#### Information supplied ####

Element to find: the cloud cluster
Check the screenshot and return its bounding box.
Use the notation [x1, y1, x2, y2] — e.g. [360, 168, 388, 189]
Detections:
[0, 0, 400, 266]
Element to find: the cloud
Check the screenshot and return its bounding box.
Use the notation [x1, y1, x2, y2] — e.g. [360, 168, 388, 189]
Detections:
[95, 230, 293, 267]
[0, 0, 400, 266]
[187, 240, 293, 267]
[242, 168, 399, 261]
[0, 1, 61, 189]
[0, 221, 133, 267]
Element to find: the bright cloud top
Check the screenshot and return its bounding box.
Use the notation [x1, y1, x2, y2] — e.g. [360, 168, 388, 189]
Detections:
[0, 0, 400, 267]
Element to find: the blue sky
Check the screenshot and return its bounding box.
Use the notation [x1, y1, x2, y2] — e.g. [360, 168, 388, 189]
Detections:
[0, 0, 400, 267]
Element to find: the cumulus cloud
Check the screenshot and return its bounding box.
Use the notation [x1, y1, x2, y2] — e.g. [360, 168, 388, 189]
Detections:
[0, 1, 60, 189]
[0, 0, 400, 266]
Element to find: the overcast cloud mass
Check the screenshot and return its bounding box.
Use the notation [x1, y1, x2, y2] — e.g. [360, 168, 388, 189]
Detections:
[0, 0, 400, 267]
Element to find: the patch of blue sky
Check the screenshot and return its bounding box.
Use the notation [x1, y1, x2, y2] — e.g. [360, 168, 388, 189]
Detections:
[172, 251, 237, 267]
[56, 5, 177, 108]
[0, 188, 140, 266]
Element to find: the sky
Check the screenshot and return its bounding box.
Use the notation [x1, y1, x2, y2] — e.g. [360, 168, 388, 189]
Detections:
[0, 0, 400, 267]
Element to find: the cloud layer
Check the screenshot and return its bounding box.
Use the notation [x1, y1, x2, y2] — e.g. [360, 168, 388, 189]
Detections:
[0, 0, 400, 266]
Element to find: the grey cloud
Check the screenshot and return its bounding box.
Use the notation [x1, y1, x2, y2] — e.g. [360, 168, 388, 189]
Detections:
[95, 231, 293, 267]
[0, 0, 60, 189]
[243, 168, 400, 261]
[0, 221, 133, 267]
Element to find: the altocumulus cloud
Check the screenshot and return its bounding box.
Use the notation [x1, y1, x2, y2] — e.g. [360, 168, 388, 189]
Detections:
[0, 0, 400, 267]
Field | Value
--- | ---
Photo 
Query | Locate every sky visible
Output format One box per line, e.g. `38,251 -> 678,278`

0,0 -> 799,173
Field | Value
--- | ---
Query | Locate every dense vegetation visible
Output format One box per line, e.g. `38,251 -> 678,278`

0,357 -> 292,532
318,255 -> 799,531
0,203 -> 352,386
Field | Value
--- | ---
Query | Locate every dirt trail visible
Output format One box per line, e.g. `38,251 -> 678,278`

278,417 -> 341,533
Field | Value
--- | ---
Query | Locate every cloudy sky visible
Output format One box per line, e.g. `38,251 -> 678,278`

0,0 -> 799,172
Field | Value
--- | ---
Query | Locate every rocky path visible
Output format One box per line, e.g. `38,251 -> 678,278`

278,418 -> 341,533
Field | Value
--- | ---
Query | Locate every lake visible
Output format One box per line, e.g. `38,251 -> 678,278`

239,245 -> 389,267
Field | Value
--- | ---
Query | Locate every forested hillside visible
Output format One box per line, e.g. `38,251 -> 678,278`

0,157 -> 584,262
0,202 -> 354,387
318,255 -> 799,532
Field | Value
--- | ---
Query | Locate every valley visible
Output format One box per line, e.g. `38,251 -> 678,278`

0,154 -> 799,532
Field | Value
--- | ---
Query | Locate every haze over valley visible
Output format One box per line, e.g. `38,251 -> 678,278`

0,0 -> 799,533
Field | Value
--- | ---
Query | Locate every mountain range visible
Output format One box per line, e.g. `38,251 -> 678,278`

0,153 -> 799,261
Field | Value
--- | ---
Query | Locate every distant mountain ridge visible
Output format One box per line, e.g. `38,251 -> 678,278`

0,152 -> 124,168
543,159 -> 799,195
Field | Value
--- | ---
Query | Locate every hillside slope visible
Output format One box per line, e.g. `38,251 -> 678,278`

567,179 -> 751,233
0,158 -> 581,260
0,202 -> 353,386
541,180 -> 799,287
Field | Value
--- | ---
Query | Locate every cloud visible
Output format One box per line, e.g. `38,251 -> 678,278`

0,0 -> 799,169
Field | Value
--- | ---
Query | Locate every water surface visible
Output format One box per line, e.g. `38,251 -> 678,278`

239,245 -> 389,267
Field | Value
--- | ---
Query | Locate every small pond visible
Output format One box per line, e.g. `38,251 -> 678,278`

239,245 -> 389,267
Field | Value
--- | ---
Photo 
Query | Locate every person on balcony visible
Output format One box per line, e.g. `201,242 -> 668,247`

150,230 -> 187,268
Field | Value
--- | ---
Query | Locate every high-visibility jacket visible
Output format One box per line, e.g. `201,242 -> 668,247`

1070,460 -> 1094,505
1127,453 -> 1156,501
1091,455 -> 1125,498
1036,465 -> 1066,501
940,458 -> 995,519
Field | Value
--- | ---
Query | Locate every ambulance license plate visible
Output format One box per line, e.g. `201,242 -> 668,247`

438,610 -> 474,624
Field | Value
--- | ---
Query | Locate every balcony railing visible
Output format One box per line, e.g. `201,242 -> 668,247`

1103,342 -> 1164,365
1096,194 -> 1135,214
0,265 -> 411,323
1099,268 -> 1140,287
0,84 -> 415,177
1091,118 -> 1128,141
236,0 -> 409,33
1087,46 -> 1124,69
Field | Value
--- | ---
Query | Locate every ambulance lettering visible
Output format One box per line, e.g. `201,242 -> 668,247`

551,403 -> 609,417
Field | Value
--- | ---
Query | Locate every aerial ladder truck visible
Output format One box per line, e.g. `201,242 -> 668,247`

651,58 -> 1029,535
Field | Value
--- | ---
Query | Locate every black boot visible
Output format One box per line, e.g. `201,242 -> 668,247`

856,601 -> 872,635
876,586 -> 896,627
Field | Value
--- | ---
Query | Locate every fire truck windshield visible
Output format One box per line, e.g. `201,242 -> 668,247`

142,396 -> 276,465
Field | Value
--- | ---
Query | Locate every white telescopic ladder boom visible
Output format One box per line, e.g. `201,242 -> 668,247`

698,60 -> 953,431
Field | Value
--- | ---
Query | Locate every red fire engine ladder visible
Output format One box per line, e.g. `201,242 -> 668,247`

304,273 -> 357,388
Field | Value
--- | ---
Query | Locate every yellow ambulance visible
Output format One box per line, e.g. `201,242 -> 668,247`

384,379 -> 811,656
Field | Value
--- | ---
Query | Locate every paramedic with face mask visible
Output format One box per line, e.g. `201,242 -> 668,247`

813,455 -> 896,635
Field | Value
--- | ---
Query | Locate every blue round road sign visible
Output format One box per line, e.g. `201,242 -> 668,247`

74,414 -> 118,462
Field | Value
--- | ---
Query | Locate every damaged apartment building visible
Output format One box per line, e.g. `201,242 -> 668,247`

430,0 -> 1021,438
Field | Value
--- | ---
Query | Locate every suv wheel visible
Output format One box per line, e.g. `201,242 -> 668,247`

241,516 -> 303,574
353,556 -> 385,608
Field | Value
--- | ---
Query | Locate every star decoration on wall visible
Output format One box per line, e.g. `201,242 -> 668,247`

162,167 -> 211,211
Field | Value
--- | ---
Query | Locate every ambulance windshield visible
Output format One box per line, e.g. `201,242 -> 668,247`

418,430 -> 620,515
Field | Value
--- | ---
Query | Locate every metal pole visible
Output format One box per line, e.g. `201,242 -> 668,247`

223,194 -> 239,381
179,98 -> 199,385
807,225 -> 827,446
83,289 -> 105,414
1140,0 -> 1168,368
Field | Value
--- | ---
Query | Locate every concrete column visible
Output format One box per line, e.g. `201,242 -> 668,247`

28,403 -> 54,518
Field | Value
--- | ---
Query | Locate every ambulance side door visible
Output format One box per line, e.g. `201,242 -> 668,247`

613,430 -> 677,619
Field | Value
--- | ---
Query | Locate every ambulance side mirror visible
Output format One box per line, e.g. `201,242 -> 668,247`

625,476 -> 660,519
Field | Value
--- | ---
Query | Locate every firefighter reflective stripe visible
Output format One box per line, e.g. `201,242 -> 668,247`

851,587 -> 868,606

####

» Set task: Return every line of the data above that contains the word "hillside".

» Task answer:
Query | Locate every forested hillside visible
Query | Locate every hillside slope visible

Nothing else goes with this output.